WORK INSTRUCTION 1:
Answer the following questions using the passage on bedroom temperature and sleep.
(a) At which university is H. Craig Heller a professor of biology?
(b) To what does Heller compare the set point for body temperature?
(c) According to Ralph Downey III, what is more likely if the room becomes uncomfortably hot or cold?
WORK INSTRUCTION 2:
Continue the passage on bedroom temperature and sleep from the point at which it stops.

PASSAGE TO READ:
-*-*-
Adjust the Temperature for a Better Nights Sleep

Adjust Your Bedroom's Temperature for A Better Night's Sleep

If insomnia is a problem, maybe your bedroom is too hot or too cold. Both can affect sleep.

Research has shown that the temperature in your bedroom has a profound effect on falling asleep, and staying asleep. It's actually a very simple equation, our circadian rhythm responds to external stimulus, particularly when it's time for us to fall asleep. As temperature fall, our bodies responds by inducing sleep.

Experts agree the temperature of your sleeping area and how comfortable you feel in it affect how well and how long you snooze. Why? “When you go to sleep, your set point for body temperature -- the temperature your brain is trying to achieve -- goes down,” says H. Craig Heller, PhD, professor of biology at Stanford University, who wrote a chapter on temperature and sleep for a medical textbook. “Think of it as the internal thermostat.”

That mild drop in body temperature induces sleep. Generally, Heller says, “if you are in a cooler [rather than too-warm] room, it is easier for that to happen.” But if the room becomes uncomfortably hot or cold, you are more likely to wake up, says Ralph Downey III, PhD, chief of sleep medicine at Loma Linda University.

He explains that the comfort level of your bedroom temperature also especially affects the quality of REM (rapid eye movement) sleep, the stage in which you dream.
-*-*-
STUDY MATERIAL:

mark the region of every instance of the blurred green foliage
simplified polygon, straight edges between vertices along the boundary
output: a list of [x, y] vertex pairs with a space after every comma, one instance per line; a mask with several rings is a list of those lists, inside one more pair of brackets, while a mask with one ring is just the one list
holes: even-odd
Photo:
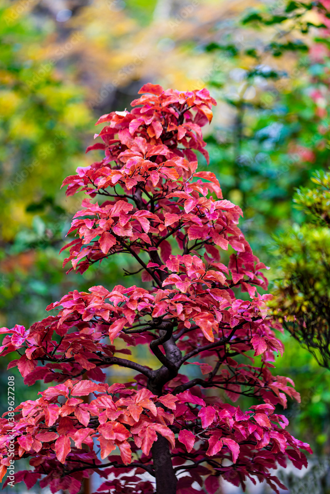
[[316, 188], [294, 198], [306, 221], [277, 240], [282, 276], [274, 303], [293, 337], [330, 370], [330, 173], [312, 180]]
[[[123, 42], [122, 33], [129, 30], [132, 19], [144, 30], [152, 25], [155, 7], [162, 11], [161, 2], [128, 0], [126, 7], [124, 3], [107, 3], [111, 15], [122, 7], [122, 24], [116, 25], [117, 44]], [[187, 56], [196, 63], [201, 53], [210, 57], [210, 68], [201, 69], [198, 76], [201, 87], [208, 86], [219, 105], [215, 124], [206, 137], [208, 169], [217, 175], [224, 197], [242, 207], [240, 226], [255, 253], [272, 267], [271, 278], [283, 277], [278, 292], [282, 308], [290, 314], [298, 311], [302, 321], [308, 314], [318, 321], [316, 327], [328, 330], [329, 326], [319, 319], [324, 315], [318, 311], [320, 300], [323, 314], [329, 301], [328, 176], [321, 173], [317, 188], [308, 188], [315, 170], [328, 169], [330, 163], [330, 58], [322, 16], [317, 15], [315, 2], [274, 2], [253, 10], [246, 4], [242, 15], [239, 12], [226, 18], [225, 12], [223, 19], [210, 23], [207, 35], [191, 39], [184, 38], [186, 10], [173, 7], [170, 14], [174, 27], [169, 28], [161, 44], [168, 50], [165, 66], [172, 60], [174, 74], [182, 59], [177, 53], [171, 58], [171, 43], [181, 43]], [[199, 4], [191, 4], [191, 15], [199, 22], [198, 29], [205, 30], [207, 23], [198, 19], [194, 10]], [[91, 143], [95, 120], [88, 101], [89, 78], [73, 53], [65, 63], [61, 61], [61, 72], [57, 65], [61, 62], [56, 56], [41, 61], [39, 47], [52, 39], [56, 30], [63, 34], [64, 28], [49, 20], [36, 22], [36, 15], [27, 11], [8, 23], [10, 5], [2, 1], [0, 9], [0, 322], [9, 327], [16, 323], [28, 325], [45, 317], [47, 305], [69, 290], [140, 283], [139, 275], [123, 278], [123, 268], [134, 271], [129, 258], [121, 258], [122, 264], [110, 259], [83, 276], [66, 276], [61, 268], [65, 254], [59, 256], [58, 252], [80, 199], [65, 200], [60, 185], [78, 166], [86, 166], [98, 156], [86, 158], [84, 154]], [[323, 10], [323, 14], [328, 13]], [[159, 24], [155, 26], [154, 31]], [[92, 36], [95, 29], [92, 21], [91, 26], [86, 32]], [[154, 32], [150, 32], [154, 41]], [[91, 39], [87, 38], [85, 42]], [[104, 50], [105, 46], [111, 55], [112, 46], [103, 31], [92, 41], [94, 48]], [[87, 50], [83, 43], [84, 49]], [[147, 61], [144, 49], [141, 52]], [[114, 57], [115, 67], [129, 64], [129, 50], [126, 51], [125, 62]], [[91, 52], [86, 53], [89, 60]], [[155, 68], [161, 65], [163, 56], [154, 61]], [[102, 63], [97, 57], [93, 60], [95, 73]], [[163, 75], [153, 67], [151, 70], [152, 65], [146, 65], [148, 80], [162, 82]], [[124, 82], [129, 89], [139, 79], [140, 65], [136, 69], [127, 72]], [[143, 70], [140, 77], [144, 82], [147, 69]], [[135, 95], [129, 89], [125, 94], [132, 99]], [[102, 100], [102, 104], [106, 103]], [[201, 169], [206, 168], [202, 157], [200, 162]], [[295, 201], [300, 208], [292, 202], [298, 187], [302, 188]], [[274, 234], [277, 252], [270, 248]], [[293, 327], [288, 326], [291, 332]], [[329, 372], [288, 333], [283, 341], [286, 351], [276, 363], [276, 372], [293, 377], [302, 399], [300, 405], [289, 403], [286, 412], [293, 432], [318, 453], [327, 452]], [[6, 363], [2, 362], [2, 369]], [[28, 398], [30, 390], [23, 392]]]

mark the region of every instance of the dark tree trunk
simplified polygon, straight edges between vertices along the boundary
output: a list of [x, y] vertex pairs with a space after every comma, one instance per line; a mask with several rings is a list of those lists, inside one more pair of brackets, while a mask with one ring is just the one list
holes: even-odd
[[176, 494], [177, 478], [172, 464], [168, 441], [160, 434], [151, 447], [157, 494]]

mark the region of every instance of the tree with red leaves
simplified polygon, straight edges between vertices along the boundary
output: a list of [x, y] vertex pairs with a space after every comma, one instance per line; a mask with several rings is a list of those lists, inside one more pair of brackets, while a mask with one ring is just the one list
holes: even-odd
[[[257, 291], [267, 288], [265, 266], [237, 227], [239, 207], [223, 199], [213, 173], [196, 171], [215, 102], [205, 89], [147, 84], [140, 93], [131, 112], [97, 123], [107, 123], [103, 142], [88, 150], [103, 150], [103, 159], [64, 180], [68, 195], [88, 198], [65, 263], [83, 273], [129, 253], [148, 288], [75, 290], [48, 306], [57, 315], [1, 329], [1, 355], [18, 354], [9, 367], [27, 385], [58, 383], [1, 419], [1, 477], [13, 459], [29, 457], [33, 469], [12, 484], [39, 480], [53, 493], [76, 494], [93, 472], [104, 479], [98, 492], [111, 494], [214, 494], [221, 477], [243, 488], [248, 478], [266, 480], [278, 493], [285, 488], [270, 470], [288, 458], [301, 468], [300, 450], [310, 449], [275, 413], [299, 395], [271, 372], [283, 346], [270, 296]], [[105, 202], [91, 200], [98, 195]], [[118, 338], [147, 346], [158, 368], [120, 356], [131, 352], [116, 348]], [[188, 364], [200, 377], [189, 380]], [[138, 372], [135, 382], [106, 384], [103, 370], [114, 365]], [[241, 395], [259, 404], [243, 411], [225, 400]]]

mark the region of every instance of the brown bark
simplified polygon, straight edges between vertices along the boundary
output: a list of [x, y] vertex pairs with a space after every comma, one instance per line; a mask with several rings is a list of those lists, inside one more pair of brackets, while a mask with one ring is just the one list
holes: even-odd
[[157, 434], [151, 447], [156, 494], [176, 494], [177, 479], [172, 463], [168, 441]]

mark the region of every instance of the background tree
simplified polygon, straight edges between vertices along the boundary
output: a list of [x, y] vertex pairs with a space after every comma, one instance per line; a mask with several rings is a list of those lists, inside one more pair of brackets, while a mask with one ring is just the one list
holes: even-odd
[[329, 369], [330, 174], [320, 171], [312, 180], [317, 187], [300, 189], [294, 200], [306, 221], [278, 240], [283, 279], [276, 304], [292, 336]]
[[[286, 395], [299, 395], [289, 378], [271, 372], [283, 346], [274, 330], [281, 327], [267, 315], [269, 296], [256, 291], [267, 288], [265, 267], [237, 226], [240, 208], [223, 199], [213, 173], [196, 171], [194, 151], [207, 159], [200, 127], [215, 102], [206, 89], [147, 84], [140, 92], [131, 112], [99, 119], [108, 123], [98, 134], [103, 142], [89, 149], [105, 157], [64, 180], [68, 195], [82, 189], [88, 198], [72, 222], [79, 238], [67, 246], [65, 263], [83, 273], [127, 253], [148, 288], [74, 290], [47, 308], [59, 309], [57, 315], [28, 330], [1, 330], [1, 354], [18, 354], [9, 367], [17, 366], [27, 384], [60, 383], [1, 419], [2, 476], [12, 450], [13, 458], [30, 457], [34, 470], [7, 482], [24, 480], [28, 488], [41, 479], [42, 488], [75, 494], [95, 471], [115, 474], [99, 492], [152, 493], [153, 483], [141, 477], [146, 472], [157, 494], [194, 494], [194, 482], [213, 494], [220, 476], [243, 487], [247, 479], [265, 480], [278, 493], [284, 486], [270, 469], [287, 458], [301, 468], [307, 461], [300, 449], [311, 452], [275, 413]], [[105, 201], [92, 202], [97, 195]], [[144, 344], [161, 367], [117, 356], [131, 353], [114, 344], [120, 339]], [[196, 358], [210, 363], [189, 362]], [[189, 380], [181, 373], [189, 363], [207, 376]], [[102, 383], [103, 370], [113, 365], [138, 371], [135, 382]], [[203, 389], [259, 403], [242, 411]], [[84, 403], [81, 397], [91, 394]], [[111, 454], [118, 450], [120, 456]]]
-*-*-
TASK ANSWER 1:
(a) Stanford University.
(b) The internal thermostat.
(c) You are more likely to wake up.

TASK ANSWER 2:
What’s the Best Temperature for Sleeping?

Recommending a specific range is difficult, Downey and Heller say, because what is comfortable for one person isn’t for another. While a typical recommendation is to keep the room between 65 and 72 degrees Fahrenheit, Heller advises setting the temperature at a comfortable level, whatever that means to the sleeper.

There are other strategies for creating ideal sleeping conditions, too. Experts from the American Academy of Sleep Medicine, for instance, advise thinking of a bedroom as a cave: It should cool, quiet, and dark. (Bats follow this logic and are champion sleepers, getting in 16 hours a day.) Be wary of memory foam pillows, which feel good because they conform closely to your body shape -- but may make you too hot. And put socks on your feet, as cold feet, in particular, can be very disruptive to sleep.